EXERCISE: Retype everything in the listing, leaving each line exactly as it is.

Entries from a dataset:
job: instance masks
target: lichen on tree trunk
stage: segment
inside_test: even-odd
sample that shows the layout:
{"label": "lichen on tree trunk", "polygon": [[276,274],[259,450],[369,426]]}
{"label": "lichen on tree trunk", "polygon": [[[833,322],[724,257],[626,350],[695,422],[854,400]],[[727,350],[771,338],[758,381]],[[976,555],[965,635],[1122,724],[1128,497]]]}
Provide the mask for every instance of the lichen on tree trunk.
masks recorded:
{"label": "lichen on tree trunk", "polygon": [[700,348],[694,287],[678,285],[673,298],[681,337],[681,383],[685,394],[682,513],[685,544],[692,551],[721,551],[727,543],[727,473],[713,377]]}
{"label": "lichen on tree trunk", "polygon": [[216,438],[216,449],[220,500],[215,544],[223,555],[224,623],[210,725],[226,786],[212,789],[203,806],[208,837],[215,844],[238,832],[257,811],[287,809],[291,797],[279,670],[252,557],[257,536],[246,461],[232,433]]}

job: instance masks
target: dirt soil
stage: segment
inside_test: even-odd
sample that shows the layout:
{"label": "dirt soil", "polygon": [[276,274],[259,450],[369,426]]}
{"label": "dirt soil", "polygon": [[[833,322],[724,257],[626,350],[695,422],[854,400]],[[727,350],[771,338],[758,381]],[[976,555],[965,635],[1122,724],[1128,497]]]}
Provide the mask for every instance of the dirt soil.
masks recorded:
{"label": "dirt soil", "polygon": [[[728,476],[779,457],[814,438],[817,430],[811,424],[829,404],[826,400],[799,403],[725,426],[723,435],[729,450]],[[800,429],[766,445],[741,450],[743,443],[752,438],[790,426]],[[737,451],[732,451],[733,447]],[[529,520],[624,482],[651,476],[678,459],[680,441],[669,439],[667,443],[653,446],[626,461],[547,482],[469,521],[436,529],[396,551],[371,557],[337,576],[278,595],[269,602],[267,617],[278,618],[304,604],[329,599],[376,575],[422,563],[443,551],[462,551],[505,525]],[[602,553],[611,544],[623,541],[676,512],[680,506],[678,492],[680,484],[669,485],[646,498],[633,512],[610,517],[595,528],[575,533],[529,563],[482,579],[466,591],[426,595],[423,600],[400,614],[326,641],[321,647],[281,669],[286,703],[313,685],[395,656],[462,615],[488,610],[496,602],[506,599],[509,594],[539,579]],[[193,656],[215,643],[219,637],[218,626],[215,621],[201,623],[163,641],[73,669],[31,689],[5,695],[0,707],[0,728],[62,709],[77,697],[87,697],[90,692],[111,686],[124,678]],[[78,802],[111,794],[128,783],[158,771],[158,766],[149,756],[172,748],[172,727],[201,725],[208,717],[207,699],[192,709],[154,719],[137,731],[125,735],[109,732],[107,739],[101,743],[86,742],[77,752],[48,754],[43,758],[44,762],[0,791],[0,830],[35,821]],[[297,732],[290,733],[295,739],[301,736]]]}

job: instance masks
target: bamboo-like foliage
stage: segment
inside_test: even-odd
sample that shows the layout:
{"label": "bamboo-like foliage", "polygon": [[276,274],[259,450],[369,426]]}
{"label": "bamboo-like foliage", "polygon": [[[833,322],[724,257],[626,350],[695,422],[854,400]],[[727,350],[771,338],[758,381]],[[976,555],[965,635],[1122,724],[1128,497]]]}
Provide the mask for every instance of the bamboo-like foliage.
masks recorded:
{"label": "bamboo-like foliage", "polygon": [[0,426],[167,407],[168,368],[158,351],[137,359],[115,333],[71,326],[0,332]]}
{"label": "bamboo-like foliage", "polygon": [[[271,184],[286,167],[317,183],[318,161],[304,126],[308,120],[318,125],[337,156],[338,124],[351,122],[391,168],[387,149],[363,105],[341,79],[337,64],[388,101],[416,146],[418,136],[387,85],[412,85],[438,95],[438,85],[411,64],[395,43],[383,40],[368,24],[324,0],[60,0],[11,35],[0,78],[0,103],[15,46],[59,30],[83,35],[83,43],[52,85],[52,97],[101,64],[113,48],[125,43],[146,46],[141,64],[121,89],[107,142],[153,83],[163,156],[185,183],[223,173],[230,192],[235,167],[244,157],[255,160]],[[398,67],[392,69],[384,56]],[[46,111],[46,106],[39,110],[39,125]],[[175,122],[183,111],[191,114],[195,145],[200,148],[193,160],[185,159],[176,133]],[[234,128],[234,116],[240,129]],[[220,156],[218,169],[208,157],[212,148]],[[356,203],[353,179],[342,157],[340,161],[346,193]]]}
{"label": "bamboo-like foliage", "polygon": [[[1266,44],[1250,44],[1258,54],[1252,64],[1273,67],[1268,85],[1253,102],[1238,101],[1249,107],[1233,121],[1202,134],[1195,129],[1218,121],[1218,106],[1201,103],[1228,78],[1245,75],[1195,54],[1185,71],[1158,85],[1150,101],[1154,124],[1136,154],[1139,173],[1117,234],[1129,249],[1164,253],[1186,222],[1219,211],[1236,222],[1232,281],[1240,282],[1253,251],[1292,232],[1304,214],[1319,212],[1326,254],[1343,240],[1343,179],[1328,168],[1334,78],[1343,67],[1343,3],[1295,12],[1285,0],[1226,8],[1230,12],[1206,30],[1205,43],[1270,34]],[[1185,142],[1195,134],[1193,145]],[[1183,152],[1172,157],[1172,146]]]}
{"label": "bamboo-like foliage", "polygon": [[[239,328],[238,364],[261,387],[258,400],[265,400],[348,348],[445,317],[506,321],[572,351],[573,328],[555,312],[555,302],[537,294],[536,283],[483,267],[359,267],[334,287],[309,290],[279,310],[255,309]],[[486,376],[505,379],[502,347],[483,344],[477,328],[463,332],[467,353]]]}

REPLY:
job: instance masks
target: lichen on tree trunk
stage: segment
inside_test: even-odd
sample that shows the layout:
{"label": "lichen on tree trunk", "polygon": [[276,274],[259,450],[369,426]]}
{"label": "lichen on tree trunk", "polygon": [[[833,322],[724,257],[626,350],[695,422],[854,400]],[[727,350],[771,338],[758,381]],[[976,555],[965,635],[1122,724],[1128,497]]]}
Provide the mask for every instance of the lichen on tree trunk.
masks recorded:
{"label": "lichen on tree trunk", "polygon": [[700,348],[694,287],[678,285],[673,298],[681,337],[681,383],[685,394],[682,513],[685,544],[692,551],[721,551],[727,543],[727,473],[713,377]]}
{"label": "lichen on tree trunk", "polygon": [[216,438],[216,449],[220,500],[215,544],[223,555],[224,623],[210,725],[226,786],[212,789],[203,806],[208,837],[215,844],[238,832],[257,811],[287,809],[291,797],[279,670],[252,557],[257,536],[246,461],[232,433]]}

job: instance masks
target: dirt soil
stage: segment
inside_test: even-odd
sample that shows the layout:
{"label": "dirt soil", "polygon": [[276,274],[259,450],[369,426]]}
{"label": "dirt soil", "polygon": [[[833,322],[724,257],[626,350],[695,422],[854,400]],[[727,350],[771,338],[758,381]],[[976,555],[965,635],[1122,724],[1128,497]]]}
Provide the mask for every instance of the dirt soil.
masks recorded:
{"label": "dirt soil", "polygon": [[[728,476],[779,457],[814,438],[817,430],[811,424],[829,404],[826,400],[799,403],[725,426],[723,435],[729,450]],[[800,429],[766,445],[741,450],[743,443],[752,438],[790,426]],[[737,451],[732,451],[733,447]],[[529,520],[624,482],[651,476],[678,459],[680,441],[669,439],[667,443],[653,446],[626,461],[547,482],[469,521],[436,529],[396,551],[371,557],[337,576],[278,595],[269,602],[267,617],[278,618],[304,604],[329,599],[376,575],[422,563],[443,551],[462,551],[505,525]],[[602,553],[611,544],[623,541],[676,512],[680,506],[678,492],[680,484],[669,485],[646,498],[633,512],[610,517],[595,528],[575,533],[529,563],[482,579],[466,591],[426,595],[423,600],[400,614],[326,641],[321,647],[281,669],[286,703],[313,685],[395,656],[462,615],[488,610],[496,602],[506,599],[509,594],[539,579]],[[193,656],[215,643],[219,637],[218,626],[215,621],[201,623],[163,641],[73,669],[31,689],[5,695],[0,707],[0,728],[62,709],[77,697],[87,697],[90,692],[111,686],[124,678]],[[78,802],[111,794],[128,783],[158,771],[158,766],[149,756],[172,748],[172,727],[201,725],[208,717],[207,699],[192,709],[154,719],[137,731],[125,735],[109,732],[107,739],[101,743],[86,742],[77,752],[48,754],[43,758],[44,762],[0,791],[0,830],[35,821]],[[297,732],[290,733],[295,739],[301,736]]]}

job: instance masks
target: bamboo-like foliage
stage: segment
inside_test: even-odd
sample that shows the layout:
{"label": "bamboo-like foliage", "polygon": [[276,274],[259,450],[369,426]]}
{"label": "bamboo-like foliage", "polygon": [[[833,322],[724,257],[626,350],[695,422],[854,400]],[[727,350],[771,338],[758,381]],[[976,555],[965,635],[1122,724],[1128,497]]]}
Provide the mask for every instance of the bamboo-like foliage.
masks recorded:
{"label": "bamboo-like foliage", "polygon": [[0,426],[167,407],[168,368],[158,351],[137,359],[115,333],[71,326],[0,332]]}
{"label": "bamboo-like foliage", "polygon": [[[271,184],[286,167],[317,183],[318,161],[304,126],[308,120],[318,125],[337,156],[338,124],[351,122],[391,168],[387,149],[363,105],[341,79],[337,64],[388,101],[416,146],[418,136],[387,85],[412,85],[438,95],[438,85],[411,64],[395,43],[383,40],[368,24],[324,0],[60,0],[11,35],[0,78],[0,103],[15,46],[59,30],[83,35],[83,43],[52,85],[52,97],[101,64],[113,48],[125,43],[146,46],[141,64],[121,89],[107,142],[153,83],[163,156],[185,183],[223,173],[230,192],[235,167],[244,157],[255,160]],[[398,67],[392,69],[384,56]],[[46,111],[46,106],[39,110],[39,125]],[[175,122],[183,111],[191,114],[195,145],[200,148],[193,160],[185,159],[176,133]],[[234,128],[234,116],[240,129]],[[220,156],[218,169],[208,157],[212,148]],[[356,203],[353,179],[342,157],[340,161],[346,193]]]}
{"label": "bamboo-like foliage", "polygon": [[[1266,44],[1250,44],[1258,54],[1252,64],[1273,67],[1268,85],[1253,102],[1238,101],[1249,107],[1233,121],[1202,134],[1195,129],[1218,121],[1218,106],[1201,103],[1228,78],[1245,75],[1195,54],[1185,71],[1158,85],[1150,101],[1154,124],[1136,154],[1139,173],[1117,234],[1129,249],[1164,253],[1186,222],[1219,211],[1236,222],[1232,281],[1240,282],[1253,251],[1292,232],[1304,214],[1319,212],[1326,254],[1343,240],[1343,179],[1328,168],[1334,78],[1343,67],[1343,3],[1295,12],[1285,0],[1226,8],[1230,12],[1206,30],[1205,43],[1270,34]],[[1185,142],[1195,134],[1193,145]],[[1183,152],[1172,157],[1172,146]]]}
{"label": "bamboo-like foliage", "polygon": [[[239,328],[238,364],[261,387],[258,400],[265,400],[348,348],[445,317],[506,321],[572,351],[573,328],[555,312],[555,302],[537,294],[536,283],[483,267],[359,267],[334,287],[309,290],[279,310],[255,309]],[[486,376],[505,379],[502,347],[483,344],[477,328],[463,332],[467,353]]]}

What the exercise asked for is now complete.